Email deliverability advice accumulates myths faster than most technical domains. Some myths survive from the SpamAssassin era of keyword-based filtering that no longer describes how Gmail or Microsoft filter email in 2026. Others misrepresent how authentication, reputation, and ISP filtering actually work. Acting on deliverability myths produces unnecessary restrictions on legitimate email practices or false confidence that technical problems are being addressed when they are not. This guide corrects twelve of the most commonly repeated deliverability misconceptions with current evidence.
Myth 1: Spam Words in Subject Lines Send Email to Spam
The myth: Using words like "FREE," "URGENT," "Limited time offer," or excessive punctuation in subject lines will trigger spam filters and send email to the spam folder.
The reality: For senders with established High Gmail domain reputation, subject line keyword scoring contributes minimally to Gmail's filtering decision. Gmail's spam filter primarily evaluates sender reputation and recipient engagement history — a sender with High domain reputation and a history of engaged recipients will reach the inbox regardless of subject line language. The spam words concern is significantly more relevant for: (a) senders with poor reputation where every negative signal compounds, (b) senders delivering to corporate gateways (Proofpoint, Barracuda) where content scoring plays a larger role, and (c) new senders without established reputation history.
What actually matters: Deceptive subject lines (claiming to be a response to an inquiry when there was no inquiry) generate complaint spikes from recipients who feel misled. The complaint rate from deceptive subject lines is the deliverability threat — not the keyword content of honest promotional subject lines.
Myth 2: High Open Rates Guarantee Inbox Placement
The myth: If open rates are high, emails must be reaching the inbox because people cannot open email in the spam folder.
The reality: Open rate is not a reliable deliverability metric for two reasons. First, iOS Mail Privacy Protection (MPP), Gmail's image proxying, and corporate email security scanners artificially inflate open rates by loading tracking pixels without any human opening the email. A programme seeing 45% open rates may have 15-20% of those "opens" being machine opens from MPP or security scanners rather than human opens. Second, inbox placement can degrade gradually — as spam rate climbs, Gmail routes an increasing percentage of messages to the Promotions tab or spam folder, but the messages that do reach the inbox still generate opens. Open rate decline may lag inbox placement decline by weeks as the mix of inbox/spam placement shifts gradually.
What to monitor instead: Gmail Postmaster Tools domain reputation and spam rate provide direct evidence of inbox placement quality. Click-to-open rate (clicks divided by opens) filters out machine opens and shows genuine human engagement with the content.
Myth 3: IP Warmup Only Matters for New IPs
The myth: Once an IP is warmed up, it stays warm indefinitely. There is no need to think about warming again.

[PROBLEMS TO SOLVE]:
**a)** Which three myths does the deliverability guide name in its headings?
**b)** Pick up the deliverability guide after its last sentence and keep writing it.
The entries after this point are separate from the deliverability guide.

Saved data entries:

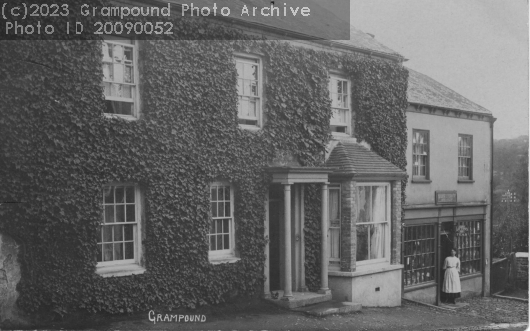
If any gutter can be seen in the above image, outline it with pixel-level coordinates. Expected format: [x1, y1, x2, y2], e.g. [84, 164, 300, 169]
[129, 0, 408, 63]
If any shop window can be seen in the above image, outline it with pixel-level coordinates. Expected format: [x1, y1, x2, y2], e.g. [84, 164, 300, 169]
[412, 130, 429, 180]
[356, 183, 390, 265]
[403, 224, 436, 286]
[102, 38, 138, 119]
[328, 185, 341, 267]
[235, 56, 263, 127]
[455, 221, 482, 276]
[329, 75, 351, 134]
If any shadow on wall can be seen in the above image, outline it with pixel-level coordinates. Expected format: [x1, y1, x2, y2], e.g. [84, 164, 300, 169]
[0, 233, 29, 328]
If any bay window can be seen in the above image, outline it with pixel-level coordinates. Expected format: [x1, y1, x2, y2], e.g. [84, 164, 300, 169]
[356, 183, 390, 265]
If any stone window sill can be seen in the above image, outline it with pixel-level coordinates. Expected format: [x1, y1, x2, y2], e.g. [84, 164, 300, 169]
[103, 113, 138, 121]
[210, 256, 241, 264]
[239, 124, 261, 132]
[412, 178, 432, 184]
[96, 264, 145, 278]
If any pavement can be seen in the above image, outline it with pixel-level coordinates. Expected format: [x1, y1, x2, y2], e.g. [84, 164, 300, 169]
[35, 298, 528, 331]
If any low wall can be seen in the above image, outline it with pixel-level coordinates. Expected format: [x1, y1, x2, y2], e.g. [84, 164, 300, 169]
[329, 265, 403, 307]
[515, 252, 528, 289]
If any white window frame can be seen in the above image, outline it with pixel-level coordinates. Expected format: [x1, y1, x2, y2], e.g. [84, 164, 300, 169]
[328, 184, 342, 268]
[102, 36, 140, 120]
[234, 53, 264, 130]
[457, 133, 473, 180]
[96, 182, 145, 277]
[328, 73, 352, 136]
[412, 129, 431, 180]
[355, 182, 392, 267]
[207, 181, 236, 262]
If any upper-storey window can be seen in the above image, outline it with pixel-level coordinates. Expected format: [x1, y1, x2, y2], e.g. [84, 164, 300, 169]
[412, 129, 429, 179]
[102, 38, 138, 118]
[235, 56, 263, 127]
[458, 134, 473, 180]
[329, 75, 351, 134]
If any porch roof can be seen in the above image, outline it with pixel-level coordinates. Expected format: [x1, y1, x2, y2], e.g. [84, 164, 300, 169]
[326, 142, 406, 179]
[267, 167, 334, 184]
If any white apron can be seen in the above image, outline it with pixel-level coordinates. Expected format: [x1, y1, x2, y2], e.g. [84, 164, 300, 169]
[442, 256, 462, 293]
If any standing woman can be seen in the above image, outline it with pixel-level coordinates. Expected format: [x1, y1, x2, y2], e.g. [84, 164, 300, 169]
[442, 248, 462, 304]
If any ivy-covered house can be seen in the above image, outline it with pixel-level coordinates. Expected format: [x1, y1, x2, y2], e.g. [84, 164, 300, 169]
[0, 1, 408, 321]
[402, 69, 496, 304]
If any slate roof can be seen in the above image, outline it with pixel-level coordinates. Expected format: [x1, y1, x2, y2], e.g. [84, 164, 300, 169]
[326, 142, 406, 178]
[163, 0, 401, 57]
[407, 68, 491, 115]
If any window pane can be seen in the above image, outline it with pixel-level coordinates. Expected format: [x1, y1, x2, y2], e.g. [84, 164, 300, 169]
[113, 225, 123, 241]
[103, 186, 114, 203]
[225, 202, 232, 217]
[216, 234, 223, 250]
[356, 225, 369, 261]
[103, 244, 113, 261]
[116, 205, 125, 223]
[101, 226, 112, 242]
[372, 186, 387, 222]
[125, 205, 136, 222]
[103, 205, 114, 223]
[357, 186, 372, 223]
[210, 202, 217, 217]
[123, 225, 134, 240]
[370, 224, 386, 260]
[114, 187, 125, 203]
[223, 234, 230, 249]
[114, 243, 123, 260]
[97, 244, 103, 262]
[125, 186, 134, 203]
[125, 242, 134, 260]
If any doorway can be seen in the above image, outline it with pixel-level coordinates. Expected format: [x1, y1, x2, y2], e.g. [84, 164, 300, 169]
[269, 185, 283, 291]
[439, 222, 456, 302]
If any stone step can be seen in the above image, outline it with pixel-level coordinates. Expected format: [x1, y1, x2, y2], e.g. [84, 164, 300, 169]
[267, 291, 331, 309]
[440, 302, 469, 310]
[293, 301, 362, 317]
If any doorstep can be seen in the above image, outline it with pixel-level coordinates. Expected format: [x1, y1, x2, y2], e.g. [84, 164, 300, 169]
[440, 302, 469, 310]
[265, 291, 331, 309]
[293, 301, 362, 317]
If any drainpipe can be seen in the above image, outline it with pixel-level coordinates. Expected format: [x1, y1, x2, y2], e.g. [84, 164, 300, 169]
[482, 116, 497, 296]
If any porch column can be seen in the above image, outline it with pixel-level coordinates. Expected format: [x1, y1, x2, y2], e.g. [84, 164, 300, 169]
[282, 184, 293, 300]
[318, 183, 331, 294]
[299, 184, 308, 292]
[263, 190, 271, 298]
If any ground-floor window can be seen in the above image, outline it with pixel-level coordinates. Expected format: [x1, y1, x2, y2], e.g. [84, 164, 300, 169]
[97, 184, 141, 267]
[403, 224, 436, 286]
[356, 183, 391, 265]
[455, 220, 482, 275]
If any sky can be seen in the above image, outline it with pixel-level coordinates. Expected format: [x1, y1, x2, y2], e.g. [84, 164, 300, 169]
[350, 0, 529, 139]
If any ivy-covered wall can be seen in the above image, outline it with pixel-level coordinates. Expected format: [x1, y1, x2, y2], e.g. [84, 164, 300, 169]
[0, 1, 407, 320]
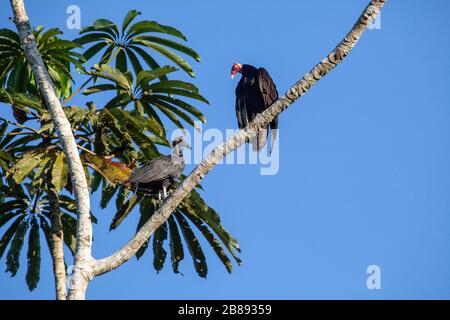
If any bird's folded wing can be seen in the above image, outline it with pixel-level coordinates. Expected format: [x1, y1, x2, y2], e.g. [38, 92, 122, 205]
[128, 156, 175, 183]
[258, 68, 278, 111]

[RESULTS OF THE TASKS]:
**a)**
- Spam Words in Subject Lines Send Email to Spam
- High Open Rates Guarantee Inbox Placement
- IP Warmup Only Matters for New IPs

**b)**
The reality: IP reputation decays with inactivity. An IP that built High SNDS reputation over 12 months of active sending will see that reputation degrade if sending from that IP stops for 60-90 days. ISPs weight recent sending history more heavily than historical sending history — the pattern from the past 30-60 days matters more than the pattern from 18 months ago.
The practical implication: Seasonal senders (holiday e-commerce stores that send heavily in October-December and minimally in January-March) should implement a mini-warmup protocol when resuming high volume after a sending pause of 8+ weeks. Re-warm by starting at 20-30% of the previous peak volume and scaling up over 2-3 weeks rather than jumping immediately to full seasonal volume. This mini-warmup prevents the throttle and blocking events that occur when a previously warmed IP resumes high-volume sending after a dormant period.
Myth 4: Removing the Unsubscribe Link Reduces Unsubscribes
The myth: Making unsubscribing difficult or hiding the unsubscribe link will keep subscribers on the list longer and reduce the unsubscribe rate.
The reality: Recipients who want to stop receiving email have two options: use the unsubscribe link or mark as spam. When the unsubscribe link is difficult to find or complex to use, a significant proportion of would-be unsubscribers choose the spam button instead — which is faster and always visible. The result of a difficult unsubscribe process is not a lower unsubscribe rate — it is a higher complaint rate, higher spam rate in Postmaster Tools, and damaged sender reputation that harms delivery to all recipients, including the ones who still want the email.
Gmail and Yahoo's 2024 requirements: Both ISPs now require one-click unsubscribe (List-Unsubscribe-Post header) for all senders above 5,000 messages per day to their platforms. Non-compliance is treated as a deliverability signal — a Gmail requirement to make the unsubscribe path maximally easy, not a soft suggestion. Making unsubscribing easy protects the sender reputation; making it difficult damages it.
Myth 5: Plain Text Always Delivers Better Than HTML
The myth: Plain text emails always have better inbox placement than HTML emails because spam filters score HTML more aggressively.
The reality: For senders with established reputation, HTML versus plain text format is not a primary deliverability signal at Gmail and Yahoo. The spam filter decisions at these ISPs are dominated by sender reputation and engagement signals, not by HTML format presence. Plain text does perform better for cold email to corporate audiences (where Microsoft EOP and Proofpoint content scoring are more significant) and for senders without established reputation where every content quality signal matters more.
When plain text does help: Cold email and outbound sales sequences to corporate Microsoft 365 environments genuinely benefit from plain text — corporate gateway content scoring is more sensitive to HTML structure than consumer ISP filters. For cold email contexts where the goal is conversational appearance rather than branded marketing, plain text is the correct format choice for both deliverability and reply rate reasons.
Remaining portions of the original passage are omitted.